■ Extract to read ■
═══

In the example above: estimated 55% − market 40% = 15pp edge.
The relationship: bigger edge generally means bigger EV, but the EV also depends on the absolute price. A 5pp edge at the $0.05 / $0.95 ends of the market is mathematically larger in EV terms than a 5pp edge at $0.50 / $0.50, because the payout ratio is more favorable.
A quick mental rule: edge above 5pp is worth investigating; above 10pp is a strong signal; above 15pp is rare and either a real opportunity or a sign the resolution criteria are tricky.
Why Most Traders Lose Money
Most traders never compute EV. They trade based on:
- •Gut feel ("this team always wins")
- •Tribalism ("my candidate has to win")
- •Recency bias ("the price moved up, so it'll keep moving up")
- •Storyline appeal ("this would be such a great story if it happened")
None of these are positive-EV strategies. They're how you lose money slowly. EV-driven trading is boring — you take a bunch of small +EV bets, you lose roughly the fraction you predicted you'd lose, and the wins compound.
The Two Components You Need to Estimate
To compute EV, you need two things:
- The market price. That's free — it's right there on the screen.
- Your estimate of the true probability. This is the hard part. It's where 95% of the work is.
Predite's AI Probability Engine helps with #2. Our 3-model consensus (a large language model analyzing the situation, a heuristic model checking liquidity and momentum signals, and a market microstructure model looking at order flow) produces an estimate calibrated against thousands of resolved markets. You can see the AI estimate, the market price, and the resulting edge in the EV Scanner. But you should also build your own intuitions and adjust the AI estimate based on information the model might not have.
Variance: The Thing That Will Test You
Even with a +15pp edge on every trade, you will lose individual trades. You'll lose three in a row sometimes. The math says you should win 55% of the time, which means 45% you don't. Variance is brutal over small sample sizes.
A useful mental model: imagine flipping a biased coin that lands heads 55% of the time. Over 10 flips, you might see anywhere from 3 to 8 heads. Over 100 flips, you'll see 45-65 heads with very high probability. Over 1000 flips, you'll see ~550 heads, very close to the true rate.
Your bankroll is the same. The first 10 trades will be random. By trade 100, the math starts to show. By trade 500, your win rate should be very close to whatever edge your model actually has.

═══

■ Dataset ■
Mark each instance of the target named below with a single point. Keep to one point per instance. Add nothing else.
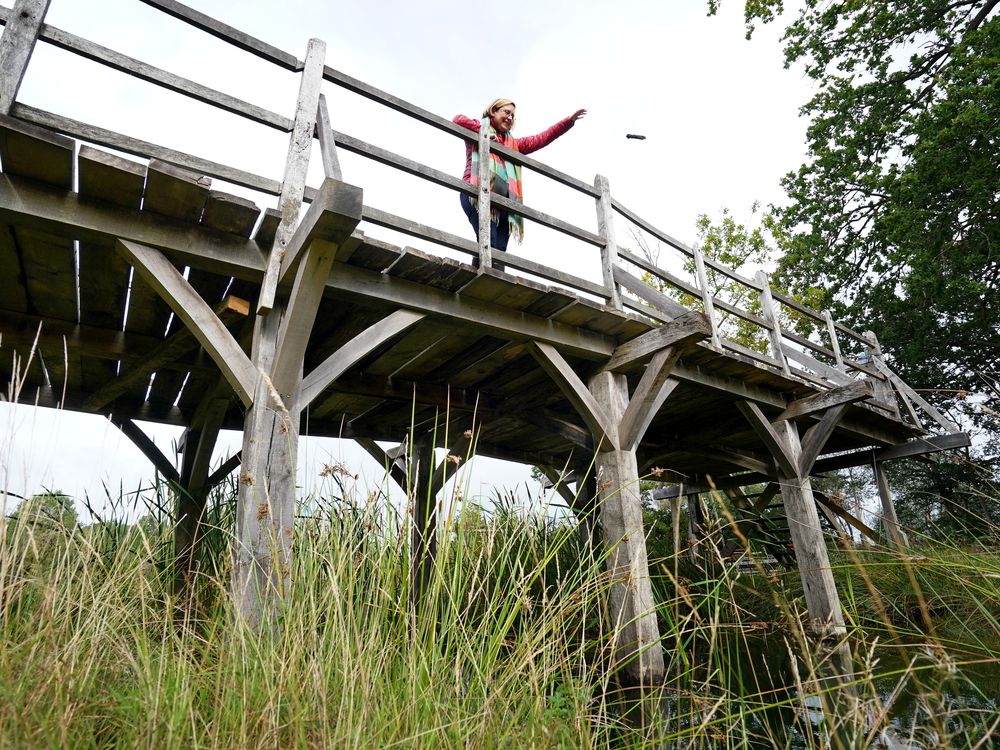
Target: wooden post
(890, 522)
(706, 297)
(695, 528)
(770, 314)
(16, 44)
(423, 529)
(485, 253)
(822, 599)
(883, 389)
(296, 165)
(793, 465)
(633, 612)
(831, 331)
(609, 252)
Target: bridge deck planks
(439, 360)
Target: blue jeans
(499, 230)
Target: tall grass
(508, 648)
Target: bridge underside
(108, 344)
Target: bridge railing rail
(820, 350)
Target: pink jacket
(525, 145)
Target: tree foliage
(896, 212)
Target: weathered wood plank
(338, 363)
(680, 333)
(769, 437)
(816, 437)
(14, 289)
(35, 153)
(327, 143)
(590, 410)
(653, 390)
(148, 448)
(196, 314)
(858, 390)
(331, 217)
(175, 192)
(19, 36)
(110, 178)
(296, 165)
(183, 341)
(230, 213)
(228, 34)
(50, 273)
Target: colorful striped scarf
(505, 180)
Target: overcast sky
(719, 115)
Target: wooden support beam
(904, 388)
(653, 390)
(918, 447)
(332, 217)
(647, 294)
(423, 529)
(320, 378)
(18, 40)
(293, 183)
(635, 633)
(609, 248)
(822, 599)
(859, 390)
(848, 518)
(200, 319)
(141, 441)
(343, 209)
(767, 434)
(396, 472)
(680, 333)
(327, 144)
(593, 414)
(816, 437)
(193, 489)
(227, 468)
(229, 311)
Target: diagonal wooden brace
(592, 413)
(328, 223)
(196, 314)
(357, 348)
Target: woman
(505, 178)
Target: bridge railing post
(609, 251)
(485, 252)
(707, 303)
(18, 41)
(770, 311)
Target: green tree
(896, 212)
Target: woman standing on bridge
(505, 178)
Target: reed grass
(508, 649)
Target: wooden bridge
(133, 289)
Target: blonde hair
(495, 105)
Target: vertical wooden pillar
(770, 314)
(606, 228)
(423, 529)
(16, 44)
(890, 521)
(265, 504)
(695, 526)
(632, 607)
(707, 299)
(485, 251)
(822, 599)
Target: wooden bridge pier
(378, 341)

═══

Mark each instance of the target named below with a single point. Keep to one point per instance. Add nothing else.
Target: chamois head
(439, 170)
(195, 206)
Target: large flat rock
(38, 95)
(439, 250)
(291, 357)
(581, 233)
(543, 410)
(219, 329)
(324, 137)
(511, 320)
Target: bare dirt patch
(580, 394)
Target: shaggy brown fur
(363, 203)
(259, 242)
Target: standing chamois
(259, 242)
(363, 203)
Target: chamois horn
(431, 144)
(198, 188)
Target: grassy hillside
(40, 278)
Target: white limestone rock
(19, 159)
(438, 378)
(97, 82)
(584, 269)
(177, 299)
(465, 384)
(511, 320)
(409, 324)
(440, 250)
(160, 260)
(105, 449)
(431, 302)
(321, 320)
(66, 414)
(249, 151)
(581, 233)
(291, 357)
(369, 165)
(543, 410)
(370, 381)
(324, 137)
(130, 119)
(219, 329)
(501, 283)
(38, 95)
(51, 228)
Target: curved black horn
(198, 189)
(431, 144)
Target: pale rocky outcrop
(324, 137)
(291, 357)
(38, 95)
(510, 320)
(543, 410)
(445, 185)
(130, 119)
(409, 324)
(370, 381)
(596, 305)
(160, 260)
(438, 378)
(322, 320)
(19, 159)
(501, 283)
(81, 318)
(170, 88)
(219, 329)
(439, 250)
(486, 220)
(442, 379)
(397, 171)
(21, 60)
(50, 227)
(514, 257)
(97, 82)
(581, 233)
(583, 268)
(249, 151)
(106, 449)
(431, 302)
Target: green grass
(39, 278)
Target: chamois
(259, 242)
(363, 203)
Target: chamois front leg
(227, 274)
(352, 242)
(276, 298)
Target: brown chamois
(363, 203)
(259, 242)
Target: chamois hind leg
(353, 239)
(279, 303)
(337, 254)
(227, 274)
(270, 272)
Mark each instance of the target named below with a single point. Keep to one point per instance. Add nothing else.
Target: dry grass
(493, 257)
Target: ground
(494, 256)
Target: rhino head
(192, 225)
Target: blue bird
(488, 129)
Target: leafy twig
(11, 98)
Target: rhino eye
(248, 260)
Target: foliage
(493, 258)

═══

■ Parts of the exercise ■
**1)** Please decide whether each statement agrees with the expected-value text: (a) an edge above 10pp counts as a strong signal; (b) Predite's probability estimate comes from a consensus of four models; (c) over 1000 flips of the biased coin, the number of heads lands close to 550. Answer yes or no for each and quote the deciding words of the text.
**2)** Write the next few sentences of the expected-value text, picking up after its last sentence.

■ Answers to the problems ■
**1)**
(a) Yes: "above 10pp is a strong signal"
(b) No: "Our 3-model consensus"
(c) Yes: "Over 1000 flips, you'll see ~550 heads, very close to the true rate."

**2)**
This is why we keep saying: stick to small position sizes when you start. The Kelly Criterion guide explains exactly how small. For now: never bet more than 1-2% of your bankroll per trade until you have at least 50-100 resolved trades to evaluate your true edge.
Practical Checklist Before Every Trade
Before clicking buy, mentally run through this:
- •What is the market price?
- •What is my estimated probability? (And why is it different from the market's?)
- •What is my edge in percentage points?
- •Is the edge real, or am I missing something the market knows?
- •What is my position size? (See Kelly Criterion guide)
- •What's my exit plan? (Resolution, stop-loss, or target?)
If you can't answer all six, don't trade. That trade isn't ready.
Where the AI Edge Comes From
Predite's models exploit four specific inefficiencies, all of which produce measurable EV:
- •Information lag. When breaking news lands, prices take 30-90 seconds to fully adjust. Our news pipeline integrates with Finnhub and the markets directly.
- •Sentiment overshoots. Single tweets or viral posts move prices 10-15 points temporarily. Our microstructure model catches the snap-back.
- •Favorite-longshot bias. Markets consistently overprice tail outcomes. This is one of the most robust findings in market microstructure literature.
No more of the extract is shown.